__Problem__:
Below is a block of records: output all of them exactly and leave out the pictures.

__Object position labeling entries__:

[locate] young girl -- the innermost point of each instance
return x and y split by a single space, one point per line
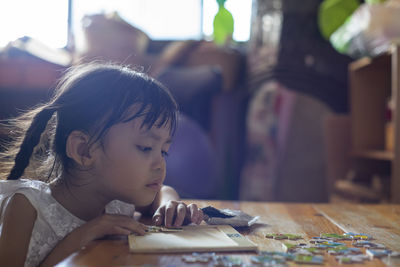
108 129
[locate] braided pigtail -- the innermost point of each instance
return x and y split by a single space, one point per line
31 139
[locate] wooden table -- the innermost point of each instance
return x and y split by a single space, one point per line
309 220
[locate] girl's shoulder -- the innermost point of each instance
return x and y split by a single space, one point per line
32 189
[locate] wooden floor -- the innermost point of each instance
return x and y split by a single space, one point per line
309 220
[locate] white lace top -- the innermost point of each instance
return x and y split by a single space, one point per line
53 221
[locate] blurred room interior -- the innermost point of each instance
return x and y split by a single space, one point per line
275 105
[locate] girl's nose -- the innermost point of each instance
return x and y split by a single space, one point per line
159 163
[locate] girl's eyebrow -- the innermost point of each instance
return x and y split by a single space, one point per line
155 136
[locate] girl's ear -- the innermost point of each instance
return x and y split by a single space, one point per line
78 148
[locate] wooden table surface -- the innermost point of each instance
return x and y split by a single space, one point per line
380 221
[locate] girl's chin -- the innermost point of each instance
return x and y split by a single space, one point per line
143 201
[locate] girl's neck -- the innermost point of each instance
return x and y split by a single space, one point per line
82 199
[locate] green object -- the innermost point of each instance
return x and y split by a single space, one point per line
333 13
223 24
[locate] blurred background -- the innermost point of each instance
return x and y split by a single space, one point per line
280 100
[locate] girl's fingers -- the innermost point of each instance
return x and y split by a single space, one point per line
169 213
200 218
158 216
181 213
194 212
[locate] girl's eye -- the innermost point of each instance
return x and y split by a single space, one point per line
144 148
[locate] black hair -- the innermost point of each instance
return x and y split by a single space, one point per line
90 98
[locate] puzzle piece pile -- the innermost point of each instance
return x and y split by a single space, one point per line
333 245
305 253
216 260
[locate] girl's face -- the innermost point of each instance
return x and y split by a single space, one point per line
131 166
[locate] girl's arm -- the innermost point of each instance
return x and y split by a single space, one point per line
167 209
19 219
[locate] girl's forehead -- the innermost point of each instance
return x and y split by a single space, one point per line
156 131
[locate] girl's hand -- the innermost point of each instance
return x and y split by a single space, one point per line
107 224
176 213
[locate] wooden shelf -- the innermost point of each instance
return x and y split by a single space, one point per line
374 154
367 62
374 82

__Output of the exercise__:
[locate] young girl -- the innermost point of each instance
return x and y split by a single space, one point per line
108 129
[locate] braided pigtail -- the innermost point of each instance
return x and y split by a single space, one point per line
31 139
[locate] wooden table -- the innermost point of each instance
return x and y split by a single space, one point per line
309 220
[locate] girl's shoulder -- the innermost point of each instance
return x and y split by a single space, one point per line
32 189
[locate] wooden floor -- the innermost point of each instance
return x and y split by a single space, one point per line
309 220
[locate] white lace top -- the innermost point of each instance
return x and y split by a single space, one point per line
53 221
[locate] blurred room interior -- the innermost point of each instance
return x and y split by a single space, one point per line
275 105
[locate] girl's nose -- the innermost point of each instance
return x and y split by a single space, one point per line
159 163
[locate] girl's eyebrow -- the innermost point of each instance
return x and y split by a single space, one point per line
155 136
[locate] girl's ear -- the innermost point of each instance
return x and y split by a single space, one point per line
78 148
[locate] wooden table surface -- the innermost point of each instance
return x and y split by a single space, one point per line
380 221
[locate] girl's chin -- the innermost point of each instance
return x and y split by a single space, one point per line
143 201
[locate] girl's neck -- the innermost point of each instance
return x and y split by a single space, one point per line
82 199
[locate] green object -- the innermost point of each instance
return x and y split by a single space, one point per line
333 13
223 24
[locate] blurred background -- the innermost point of each instance
return x and y split by a single space, one point per line
280 100
[locate] girl's fingers -- the innermost point of each instance
return x and y split by a single space, one point per line
169 213
200 218
158 216
181 213
194 212
[locate] girl's eye -- the innermost point of each instance
return x and y split by a single space, one point per line
144 148
[locate] black hair -- the innermost point of each instance
return x and y split by a single space, one point per line
90 98
[locate] puzzle piece pile -- the innermost point of each instance
return x and y split by a single space, one point per line
333 245
305 253
216 260
[locate] girl's face -- the innermost point of each instance
return x and y split by a single space, one point per line
131 166
[locate] girl's arm -- the innermost point of each instance
return x and y split by a single space, one point per line
167 209
19 219
[locate] girl's forehead -- the innermost point of each instance
return x and y split by a single space, one point per line
156 131
[locate] girl's hand -- the innermost point of each instance
return x and y split by a single space, one point per line
107 224
176 213
[locate] wooden shelf -- the innermost point of each instance
return x and y split by a single space, one point per line
374 154
367 62
374 82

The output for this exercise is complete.